Work item
Your reply should reproduce each entry exactly and contain no pictures.

Exercise materials
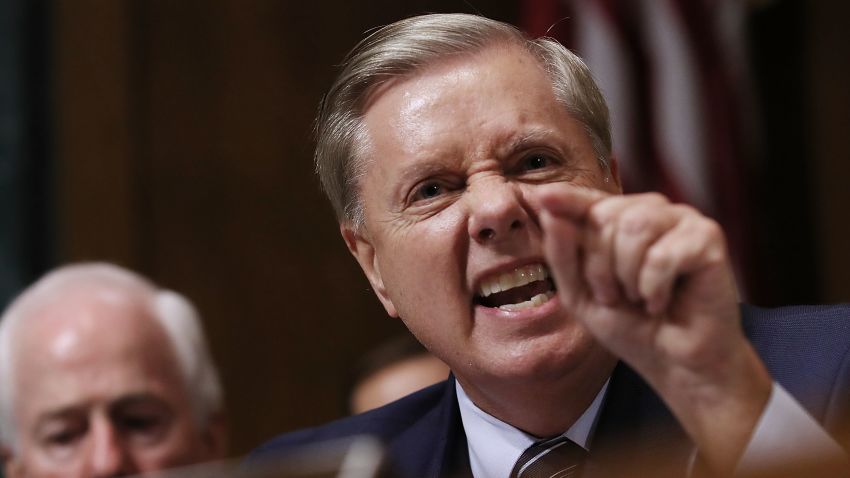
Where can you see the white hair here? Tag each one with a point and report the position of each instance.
(176, 315)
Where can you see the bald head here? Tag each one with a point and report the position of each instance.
(97, 359)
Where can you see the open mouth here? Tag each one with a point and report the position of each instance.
(522, 288)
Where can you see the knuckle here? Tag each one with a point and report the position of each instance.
(635, 220)
(653, 197)
(658, 258)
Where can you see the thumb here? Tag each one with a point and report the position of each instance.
(561, 251)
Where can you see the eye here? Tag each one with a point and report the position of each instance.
(62, 438)
(536, 161)
(429, 190)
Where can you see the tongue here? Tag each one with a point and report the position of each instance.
(517, 294)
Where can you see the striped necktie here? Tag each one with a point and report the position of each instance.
(558, 457)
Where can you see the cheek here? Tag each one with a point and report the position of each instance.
(423, 267)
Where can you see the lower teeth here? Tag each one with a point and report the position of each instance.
(535, 301)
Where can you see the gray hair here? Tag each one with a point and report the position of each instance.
(405, 47)
(176, 315)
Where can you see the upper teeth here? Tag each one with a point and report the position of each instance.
(515, 278)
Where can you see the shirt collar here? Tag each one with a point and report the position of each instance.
(494, 446)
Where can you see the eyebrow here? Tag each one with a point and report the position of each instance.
(524, 140)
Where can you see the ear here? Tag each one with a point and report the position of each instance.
(214, 437)
(614, 174)
(360, 246)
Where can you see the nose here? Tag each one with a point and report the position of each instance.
(496, 210)
(107, 456)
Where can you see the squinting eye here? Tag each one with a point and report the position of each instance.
(536, 161)
(63, 438)
(429, 190)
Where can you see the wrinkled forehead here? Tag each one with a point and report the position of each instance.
(89, 324)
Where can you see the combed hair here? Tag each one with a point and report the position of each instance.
(176, 315)
(407, 46)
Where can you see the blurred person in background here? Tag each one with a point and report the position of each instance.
(393, 370)
(105, 374)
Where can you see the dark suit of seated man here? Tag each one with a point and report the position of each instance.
(471, 172)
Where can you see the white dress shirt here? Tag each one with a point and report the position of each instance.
(785, 432)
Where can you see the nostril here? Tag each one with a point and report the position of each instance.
(486, 233)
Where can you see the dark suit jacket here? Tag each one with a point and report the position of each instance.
(806, 349)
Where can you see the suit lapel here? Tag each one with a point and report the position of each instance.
(636, 434)
(435, 444)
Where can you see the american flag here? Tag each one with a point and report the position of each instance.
(675, 75)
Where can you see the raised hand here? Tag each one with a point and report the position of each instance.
(653, 283)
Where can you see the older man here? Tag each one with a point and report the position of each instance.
(472, 175)
(104, 374)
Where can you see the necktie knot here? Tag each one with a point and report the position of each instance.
(557, 457)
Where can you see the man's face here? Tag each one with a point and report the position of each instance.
(100, 396)
(455, 155)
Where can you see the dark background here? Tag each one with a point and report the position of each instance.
(173, 137)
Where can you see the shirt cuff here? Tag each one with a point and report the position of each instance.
(787, 434)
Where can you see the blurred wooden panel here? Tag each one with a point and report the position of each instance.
(187, 155)
(829, 119)
(94, 144)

Response to this exercise
Where can you see the white hair here? Tag each one with a point and report the position of each instance.
(176, 315)
Where can you see the bald head here? Tag each one with a point and report the position of each instance.
(97, 359)
Where can you see the open mouth here? Tag each one with a point and report the position of each instance.
(522, 288)
Where can you see the knuckle here? Tag each one with a point and report the position of each instance.
(635, 220)
(653, 197)
(658, 258)
Where can you see the thumb here? Tag each one with a point and report the position of each instance.
(561, 251)
Where can you see the eye here? Tag each one with a point and report the position of each instance.
(62, 438)
(536, 161)
(429, 190)
Where can you see the tongue here? Tag each one with a point and report the position of each instance.
(517, 294)
Where can you see the striped necktie here? Tag each one with a point and report the position of each instance.
(558, 457)
Where can you see the cheek here? Tag each one with a point and report the position of each instance.
(423, 267)
Where can you see the lower teeth here? Tag each one with a point and report the position of each instance.
(535, 301)
Where can you see the gray hair here? Tag each one with a point and report the position of each instance.
(405, 47)
(176, 315)
Where can you see the upper teeth here? Tag each one with a point and report the position of each instance.
(515, 278)
Where can you see the shirt collar here? Tag each one with a point and report the position of each instance.
(494, 446)
Where can you see the eyebrow here? Tag each one with a point and report the position of each instance.
(524, 140)
Where can you see the ear here? Tag each one with a point and report the position of each instance.
(214, 437)
(614, 174)
(360, 246)
Where can you see the nose here? Tag each one with a point and report the position of each instance.
(496, 210)
(107, 456)
Where can you see the squinting eye here? Tag each one with a point and report the position of each instance.
(536, 161)
(63, 438)
(429, 190)
Where can you see the wrinkled forehead here? Tag each one with a point and report the position of each instance.
(89, 324)
Where can you see the combed hair here? Tag each one with a point and report the position of each instance.
(176, 315)
(407, 46)
Where can you see the blurred person in background here? Tag each one with a point and report the position of each instance.
(393, 370)
(105, 374)
Where can you see the dark suit of seated man here? Tag each one with a point and report the position of each instance.
(471, 172)
Where can you see the white dress shirt here? Tag each one with a point and report the position of each instance.
(785, 432)
Where can you see the nostril here? Tag each one with a point and report the position of each instance.
(486, 233)
Where can you see the dark suit jacket here? Tag each one with a point and report the position of each instance.
(806, 349)
Where can you see the suit lapel here? Tag each one with a point and report the position of each instance.
(636, 434)
(435, 444)
Where can you see the american flag here? Tag each one with a point and report the position of each instance.
(675, 75)
Where can you see the raised hand here? Tag each one with a point and report the position of each instance.
(653, 283)
Where can you see the older man here? Tag each one with a point and report the position of each instance.
(472, 175)
(104, 374)
Where can you see the necktie knot here? Tag each one with a point and report the position of each instance.
(557, 457)
Where can you see the man's face here? Tag each one with a point and report the position of each instance.
(100, 396)
(455, 155)
Where can you see the dark background here? Tag each one with a point and report the position of each instance.
(173, 137)
Where can you see the shirt cuff here? Tag each one with a point and report the position of each instance.
(787, 434)
Where can you see the blurred wooden panel here? Tag each one with a point and report the position of each instance.
(187, 155)
(829, 119)
(94, 144)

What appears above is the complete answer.